* START TEXT PROVIDED *

Last registered on September 09, 2019

Pre-Trial

Trial Information

General Information

Title
Pre-Analysis Plan for A Public Goods Game in Urban Uganda
RCT ID
AEARCTR-0004616
Initial registration date
August 23, 2019

Initial registration date is when the trial was registered.

It corresponds to when the registration was submitted to the Registry to be reviewed for publication.

First published
September 09, 2019, 9:59 AM EDT

First published corresponds to when the trial was first made public on the Registry after being reviewed.

Locations

Region

Primary Investigator

Affiliation
UEA

Other Primary Investigator(s)

PI Affiliation
UEA

Additional Trial Information

Status
In development
Start date
2019-09-02
End date
2019-10-25
Secondary IDs
Abstract
Previous research has shown randomising the language of public goods games leads to significantly different contribution levels for bilingual subjects. However, the mechanism is not well understood. In the first paper described here we will measure norms and expectations, testing each as candidate mechanisms. Do bilingual people contribute more in one language because they feel they should, expect others to do so, or have internalised certain behaviours? This has direct relevance for bilingual subjects (the majority of the world) as well as shedding light on the importance of frames for revealed preferences. In addition to testing mechanisms, this experiment will act as a robustness check on Clist & Verschoor (2017, JDE), by examining the same question in a new (urban) setting.

* END TEXT PROVIDED *

STATED GOAL A
Summarize the registry entry on the public goods game in urban Uganda in two sentences.
STATED GOAL B
According to the abstract in the registry entry on the public goods game, why does the study's question matter?
STATED GOAL C
Write a continuation of the registry entry on the public goods game in urban Uganda, starting after its final sentence.

* START RECORDS PROVIDED *

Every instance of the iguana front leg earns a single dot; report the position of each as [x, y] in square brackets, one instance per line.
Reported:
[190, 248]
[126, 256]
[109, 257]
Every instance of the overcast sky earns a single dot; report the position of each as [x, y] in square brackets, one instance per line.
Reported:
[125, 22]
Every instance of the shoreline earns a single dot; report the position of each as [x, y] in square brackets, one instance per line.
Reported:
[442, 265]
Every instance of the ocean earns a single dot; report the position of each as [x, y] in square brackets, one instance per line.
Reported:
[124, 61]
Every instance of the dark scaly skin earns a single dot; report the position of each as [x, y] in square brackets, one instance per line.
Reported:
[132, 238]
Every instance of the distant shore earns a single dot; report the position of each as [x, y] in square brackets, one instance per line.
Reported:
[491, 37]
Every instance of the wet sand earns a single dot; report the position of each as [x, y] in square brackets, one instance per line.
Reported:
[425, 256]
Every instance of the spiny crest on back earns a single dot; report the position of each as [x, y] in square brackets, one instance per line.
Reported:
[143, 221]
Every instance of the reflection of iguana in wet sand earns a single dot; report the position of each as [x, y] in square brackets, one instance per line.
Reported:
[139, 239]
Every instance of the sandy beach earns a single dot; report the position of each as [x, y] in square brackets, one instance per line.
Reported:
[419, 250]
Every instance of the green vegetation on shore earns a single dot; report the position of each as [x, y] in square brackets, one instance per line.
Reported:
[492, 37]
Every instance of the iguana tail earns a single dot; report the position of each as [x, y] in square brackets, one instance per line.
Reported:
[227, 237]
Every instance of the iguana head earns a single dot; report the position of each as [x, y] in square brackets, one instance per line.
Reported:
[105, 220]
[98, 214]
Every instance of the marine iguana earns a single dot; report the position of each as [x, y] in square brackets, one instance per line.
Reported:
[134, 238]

* END RECORDS PROVIDED *
* START RECORDS PROVIDED *

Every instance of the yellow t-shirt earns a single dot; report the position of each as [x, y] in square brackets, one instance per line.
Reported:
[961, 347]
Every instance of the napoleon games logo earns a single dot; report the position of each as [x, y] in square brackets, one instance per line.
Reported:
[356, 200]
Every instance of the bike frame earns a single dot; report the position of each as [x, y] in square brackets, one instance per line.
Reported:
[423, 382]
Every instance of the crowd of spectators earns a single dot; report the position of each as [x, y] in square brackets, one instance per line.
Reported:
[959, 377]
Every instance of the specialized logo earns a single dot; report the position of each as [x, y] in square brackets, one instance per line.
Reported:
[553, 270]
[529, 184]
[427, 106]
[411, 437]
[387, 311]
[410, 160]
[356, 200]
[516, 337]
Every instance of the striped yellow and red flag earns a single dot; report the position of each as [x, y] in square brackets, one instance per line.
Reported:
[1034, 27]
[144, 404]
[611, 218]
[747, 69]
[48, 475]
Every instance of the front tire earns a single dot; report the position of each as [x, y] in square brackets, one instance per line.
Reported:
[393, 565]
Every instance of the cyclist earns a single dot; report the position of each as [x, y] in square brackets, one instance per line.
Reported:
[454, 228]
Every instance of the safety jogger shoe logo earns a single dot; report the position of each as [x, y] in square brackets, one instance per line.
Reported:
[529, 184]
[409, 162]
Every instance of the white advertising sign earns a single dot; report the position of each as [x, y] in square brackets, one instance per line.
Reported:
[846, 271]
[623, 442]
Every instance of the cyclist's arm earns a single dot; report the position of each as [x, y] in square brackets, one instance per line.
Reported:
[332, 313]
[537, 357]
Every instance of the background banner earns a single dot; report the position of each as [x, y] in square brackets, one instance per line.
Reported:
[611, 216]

* END RECORDS PROVIDED *

WRITTEN RESPONSE A
The entry registers a pre-analysis plan for a public goods game in urban Uganda, submitted on August 23, 2019, first published on September 9, 2019, and scheduled to run from September 2 to October 25, 2019. Since earlier research found that randomizing the language of public goods games changes bilingual subjects' contributions without explaining why, this study will test norms and expectations as candidate mechanisms and also serve as a robustness check on Clist & Verschoor (2017, JDE) in an urban setting.

WRITTEN RESPONSE B
It has direct relevance for bilingual subjects, who make up the majority of the world. It also sheds light on how much frames matter for revealed preferences.

WRITTEN RESPONSE C
In a second paper, we will examine the role of place in determining norms and expectations. Our experiment will be conducted in Kampala, amongst people with an ethnic or cultural link to a more rural eastern part of Uganda (Bugishu). All subjects will then have at least two geographical references. We will measure norms and expectations for our Kampala-based subject pool regarding behaviour in both Kampala and Bugishu. For norms this will make use of a novel hypothetical design. This will allow us to examine how internal migration, and the associated places, affect norms and expectations of cooperative behaviour.

In a third paper, we will examine how these differences manifest over the length of time a person has been exposed to a given place. We will compare the most recent arrivals to Kampala with others, in order to see whether norms and expectations can be learnt. We will also compare those that visit Bugishu more frequently with others, in order to see whether norms and expectations can be unlearnt.
External Link(s)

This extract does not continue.